WORK TO BE COMPLETED =>
All the data below should be printed again without a single difference.

____

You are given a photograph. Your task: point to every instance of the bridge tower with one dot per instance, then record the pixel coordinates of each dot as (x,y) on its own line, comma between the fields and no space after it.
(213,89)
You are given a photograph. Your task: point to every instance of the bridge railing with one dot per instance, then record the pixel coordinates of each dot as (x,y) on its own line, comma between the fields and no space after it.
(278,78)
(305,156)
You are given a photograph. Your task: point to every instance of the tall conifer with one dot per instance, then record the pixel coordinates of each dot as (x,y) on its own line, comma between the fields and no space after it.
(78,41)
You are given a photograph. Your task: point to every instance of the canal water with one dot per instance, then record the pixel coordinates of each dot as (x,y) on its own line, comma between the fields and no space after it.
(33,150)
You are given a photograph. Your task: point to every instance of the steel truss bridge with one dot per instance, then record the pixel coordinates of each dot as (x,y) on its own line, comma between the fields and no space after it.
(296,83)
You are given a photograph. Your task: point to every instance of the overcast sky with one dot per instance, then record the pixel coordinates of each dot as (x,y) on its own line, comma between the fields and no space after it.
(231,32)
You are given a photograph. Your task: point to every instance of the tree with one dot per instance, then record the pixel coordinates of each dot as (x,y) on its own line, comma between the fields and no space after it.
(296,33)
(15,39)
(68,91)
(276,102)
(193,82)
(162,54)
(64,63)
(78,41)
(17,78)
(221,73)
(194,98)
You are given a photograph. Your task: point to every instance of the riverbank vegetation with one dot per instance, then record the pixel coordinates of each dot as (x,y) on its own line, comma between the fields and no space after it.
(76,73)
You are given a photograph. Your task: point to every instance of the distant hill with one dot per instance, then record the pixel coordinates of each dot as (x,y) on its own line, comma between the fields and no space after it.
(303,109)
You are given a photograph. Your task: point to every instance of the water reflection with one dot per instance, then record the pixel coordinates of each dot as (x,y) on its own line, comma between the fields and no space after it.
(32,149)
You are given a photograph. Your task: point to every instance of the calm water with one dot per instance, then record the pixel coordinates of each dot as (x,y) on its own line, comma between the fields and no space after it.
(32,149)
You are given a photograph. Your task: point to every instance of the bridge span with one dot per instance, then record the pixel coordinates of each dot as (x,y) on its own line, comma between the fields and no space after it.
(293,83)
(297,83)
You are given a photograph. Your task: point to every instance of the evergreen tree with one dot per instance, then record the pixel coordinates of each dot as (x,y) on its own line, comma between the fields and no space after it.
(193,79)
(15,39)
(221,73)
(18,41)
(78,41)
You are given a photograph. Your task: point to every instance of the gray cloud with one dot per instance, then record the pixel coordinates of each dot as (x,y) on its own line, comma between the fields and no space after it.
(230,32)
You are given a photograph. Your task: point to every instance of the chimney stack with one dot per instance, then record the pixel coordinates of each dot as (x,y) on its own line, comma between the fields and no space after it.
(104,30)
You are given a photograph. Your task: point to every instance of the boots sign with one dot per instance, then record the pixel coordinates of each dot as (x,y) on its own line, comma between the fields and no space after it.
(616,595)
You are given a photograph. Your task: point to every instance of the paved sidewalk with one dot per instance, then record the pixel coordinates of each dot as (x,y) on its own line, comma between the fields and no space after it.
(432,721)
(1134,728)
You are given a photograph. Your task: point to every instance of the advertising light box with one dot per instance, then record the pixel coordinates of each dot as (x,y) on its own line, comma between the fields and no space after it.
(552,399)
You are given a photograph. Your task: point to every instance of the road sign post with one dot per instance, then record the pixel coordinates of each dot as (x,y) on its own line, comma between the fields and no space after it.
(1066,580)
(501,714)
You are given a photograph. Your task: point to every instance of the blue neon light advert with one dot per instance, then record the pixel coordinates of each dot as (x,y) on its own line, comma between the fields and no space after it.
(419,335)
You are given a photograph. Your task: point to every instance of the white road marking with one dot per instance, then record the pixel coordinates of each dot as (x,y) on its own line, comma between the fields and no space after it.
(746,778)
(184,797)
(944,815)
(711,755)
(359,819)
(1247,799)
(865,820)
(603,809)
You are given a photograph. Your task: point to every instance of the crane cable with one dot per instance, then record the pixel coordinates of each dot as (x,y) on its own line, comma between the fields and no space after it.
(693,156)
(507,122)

____

RESPONSE =>
You are given a photograph. Your task: point to every instance of the bridge tower with one dot per instance, then record the pixel coordinates of each dot as (x,y) on its own line, comma between the fields and no space after it.
(213,89)
You are given a photograph. Your task: point to every instance of the bridge railing with one dot per instance, then record the pixel coordinates of each dot as (x,y) on its own line, comma between the fields and no space after it.
(278,78)
(305,156)
You are given a photograph. Your task: point to every instance of the tall conifer with one dot per instance, then record the pixel coordinates of each dot as (x,y) on its own line, comma between the fields and no space after it.
(78,41)
You are given a photograph. Your task: point to every instance of the canal water with one dot per instance, then record the pixel coordinates of each dot as (x,y) on its own line, comma between the fields and no space after it.
(33,150)
You are given a photograph. Your task: point to every instance of the steel truss bridge with one dot per instance, then record the pixel coordinates of each dot as (x,y) on its own line, comma between the fields and no space after it.
(296,83)
You are given a photograph. Your task: point to every instance of the overcast sky with one dot per instance, then record the pixel coordinates of each dot as (x,y) on its own line, comma between the fields and no space after it.
(231,32)
You are given a photograph. Your task: point to every instance of the tree with one dot per instance, then record the pixel coordinates of each dot as (x,y) on its own line, comma between the fields and no space after it.
(296,33)
(15,39)
(68,91)
(276,102)
(193,82)
(162,54)
(64,63)
(78,41)
(17,78)
(221,73)
(194,98)
You are given a photograph. Your task: point to every instance of the riverbank vegetation with one dot per instance, then record the pixel coordinates of each dot as (x,y) on its own line, comma between the fields and no space after it.
(76,73)
You are given a photograph. Your task: point to every instance of the distant hill with one dot per instance, then record the pixel coordinates of each dot as (x,y) on its own line, comma between the fields and no space after it.
(303,109)
You are given a photograph. Your task: point to every instance of the water reflection with one dot per instance, then record the pixel coordinates of each dot as (x,y) on its own line, comma between the fields and no space after it.
(32,149)
You are given a photograph. Your task: point to every instance of the calm water with one dot per instance, then record the pixel coordinates of each dot as (x,y) on its own line, comma between the fields and no space after it.
(32,149)
You are given a photograph. Your task: point to every instance of the bridge span with one dot per instance, then record the pixel coordinates of each dot as (x,y) on its own line, comma between the fields and no space after it.
(293,83)
(297,83)
You are given a photograph. Your task: point to every instance of the evergreen tree with one dot per instance, then record the pixel coordinates of each dot as (x,y) on its own line, comma between the fields and no space after it.
(193,79)
(15,39)
(221,73)
(18,41)
(78,41)
You are given a photograph. Your task: point to every instance of the gray cloud with one dot per instance, then record the pixel coordinates of each dot as (x,y) on its own line, comma between the fields and no space after it.
(230,32)
You are given a photograph. Your task: point to every instance of the chimney stack with one dot per instance, then record the pixel coordinates of each dot as (x,y) on its own line, comma between the fields and no space after it.
(104,30)
You are given a photograph. Your task: point to every instance of the boots sign with one dot per instance, then record the pixel coordinates of each dot as (x,y) on its own line, comma between the fields and no space after it.
(616,595)
You are given a photograph. Your task: point to every instance of the paved sidewalk with one dot per instance, then record the pixel coordinates of each dot as (x,y) on its own line, comma between the fields and no space after it.
(432,721)
(1134,728)
You are given a photograph. Your task: point to every instance of the advertising light box with one dot per instance, then record the pixel coordinates of each dot as (x,y) on its own line, comma between the fields and no space after it.
(552,399)
You are given a photograph. Your task: point to every instance of the road sign post with one dot per instance, then record the pixel coordinates of each dot as (x,y) on its own line, comma between the fields and no space after it.
(1066,580)
(501,714)
You are given a photograph. Your task: point to every instance of the blue neon light advert with one dot per instance, then record the pixel coordinates of each dot as (x,y) on its own line, comma between the fields and no space after it.
(419,335)
You are given a photograph. Your task: point to every instance of the white road marking with one dot per instance, then record the pixel coordinates of each dot as (x,y) on its own line, comma between the fields and no space after it.
(746,778)
(184,797)
(944,815)
(711,755)
(359,819)
(1247,799)
(865,820)
(603,809)
You are given a photograph. Your task: point to every instance of the crane cable with one dot per instance, then record the pixel coordinates of each dot as (x,y) on its own line, comma between the fields and no space after it.
(693,156)
(507,122)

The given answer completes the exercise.